_The exercise:_ Copy the lines of the data below word for word, starting at the line that contains "drawmask --target office" and ending at the line that contains "416 L 915 530", with both of those lines included.

_Provided data:_
>> BEGIN
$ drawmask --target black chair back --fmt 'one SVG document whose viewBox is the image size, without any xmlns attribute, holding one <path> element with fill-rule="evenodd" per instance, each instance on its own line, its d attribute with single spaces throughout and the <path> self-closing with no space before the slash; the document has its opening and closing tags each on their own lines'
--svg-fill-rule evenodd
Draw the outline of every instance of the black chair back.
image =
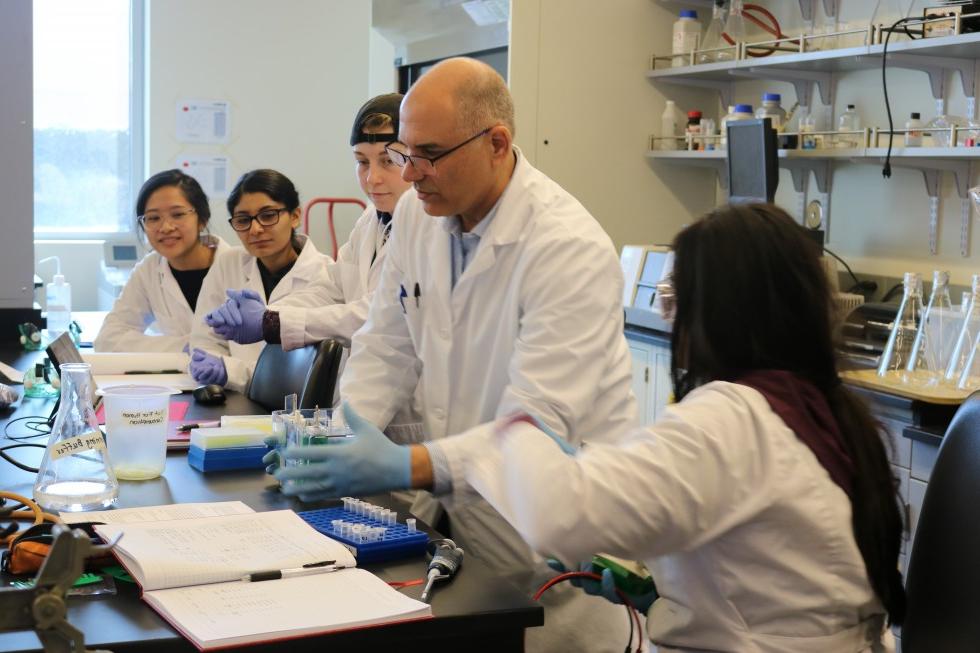
<svg viewBox="0 0 980 653">
<path fill-rule="evenodd" d="M 272 411 L 283 407 L 283 398 L 296 393 L 300 408 L 330 408 L 344 348 L 324 340 L 292 351 L 266 345 L 255 363 L 245 394 Z"/>
<path fill-rule="evenodd" d="M 980 651 L 980 392 L 953 416 L 915 529 L 902 651 Z"/>
</svg>

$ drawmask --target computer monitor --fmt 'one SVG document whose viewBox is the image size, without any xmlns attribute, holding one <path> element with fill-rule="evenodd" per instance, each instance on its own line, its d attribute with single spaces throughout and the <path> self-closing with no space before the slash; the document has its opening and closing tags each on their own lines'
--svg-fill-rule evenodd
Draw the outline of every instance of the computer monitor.
<svg viewBox="0 0 980 653">
<path fill-rule="evenodd" d="M 728 201 L 772 202 L 779 185 L 776 130 L 769 118 L 736 120 L 728 134 Z"/>
</svg>

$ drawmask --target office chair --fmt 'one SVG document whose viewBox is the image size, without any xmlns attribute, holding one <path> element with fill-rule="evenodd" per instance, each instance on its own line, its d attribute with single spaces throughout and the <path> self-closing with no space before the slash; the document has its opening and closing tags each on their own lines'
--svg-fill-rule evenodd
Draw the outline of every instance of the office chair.
<svg viewBox="0 0 980 653">
<path fill-rule="evenodd" d="M 980 392 L 953 416 L 915 530 L 902 651 L 980 651 Z"/>
<path fill-rule="evenodd" d="M 255 363 L 246 396 L 266 410 L 283 406 L 283 397 L 296 393 L 300 408 L 330 408 L 344 348 L 324 340 L 292 351 L 266 345 Z"/>
</svg>

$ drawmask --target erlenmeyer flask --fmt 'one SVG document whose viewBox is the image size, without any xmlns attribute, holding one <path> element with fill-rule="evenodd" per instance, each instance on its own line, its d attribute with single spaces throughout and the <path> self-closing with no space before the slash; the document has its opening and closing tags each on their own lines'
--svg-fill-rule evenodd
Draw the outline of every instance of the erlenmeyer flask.
<svg viewBox="0 0 980 653">
<path fill-rule="evenodd" d="M 745 41 L 745 16 L 743 15 L 742 0 L 732 0 L 731 8 L 728 10 L 728 17 L 725 19 L 724 34 L 719 45 L 737 46 Z M 731 61 L 737 58 L 737 47 L 731 50 L 719 50 L 716 56 L 717 61 Z"/>
<path fill-rule="evenodd" d="M 34 482 L 34 500 L 47 510 L 77 512 L 105 508 L 119 483 L 92 408 L 88 363 L 61 366 L 61 403 Z"/>
<path fill-rule="evenodd" d="M 946 363 L 953 351 L 955 333 L 949 333 L 953 303 L 949 299 L 949 271 L 932 273 L 932 293 L 919 320 L 912 354 L 906 370 L 909 382 L 916 385 L 935 385 L 946 372 Z"/>
<path fill-rule="evenodd" d="M 888 344 L 878 361 L 878 376 L 887 380 L 905 383 L 905 368 L 912 355 L 912 344 L 919 328 L 921 286 L 920 277 L 914 272 L 906 272 L 903 282 L 902 303 L 898 306 L 895 322 L 888 335 Z"/>
<path fill-rule="evenodd" d="M 980 318 L 980 274 L 975 274 L 970 283 L 970 304 L 963 314 L 963 326 L 960 327 L 956 344 L 953 345 L 953 353 L 950 354 L 949 363 L 946 365 L 946 383 L 958 384 L 963 376 L 963 369 L 966 367 L 971 347 L 976 340 L 975 322 L 978 318 Z"/>
<path fill-rule="evenodd" d="M 728 61 L 732 59 L 733 52 L 728 50 L 718 50 L 717 48 L 727 48 L 728 41 L 722 34 L 725 32 L 725 0 L 715 0 L 714 9 L 711 13 L 711 24 L 705 32 L 704 40 L 701 41 L 701 52 L 698 55 L 698 63 L 711 63 L 713 61 Z M 727 52 L 728 57 L 720 59 L 722 52 Z"/>
</svg>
>> END
_Output for this exercise:_
$ drawmask --target office chair --fmt 'one SVG document whose viewBox is the image size, without any xmlns attribute, holding one <path> element with fill-rule="evenodd" per instance, each instance on its own line, its d attribute with single spaces throughout and the <path> self-closing with no space before the slash; the document has its opening and closing tags each on their own lines'
--svg-fill-rule evenodd
Draw the outline of every instance of the office chair.
<svg viewBox="0 0 980 653">
<path fill-rule="evenodd" d="M 980 392 L 953 416 L 915 530 L 902 651 L 980 651 Z"/>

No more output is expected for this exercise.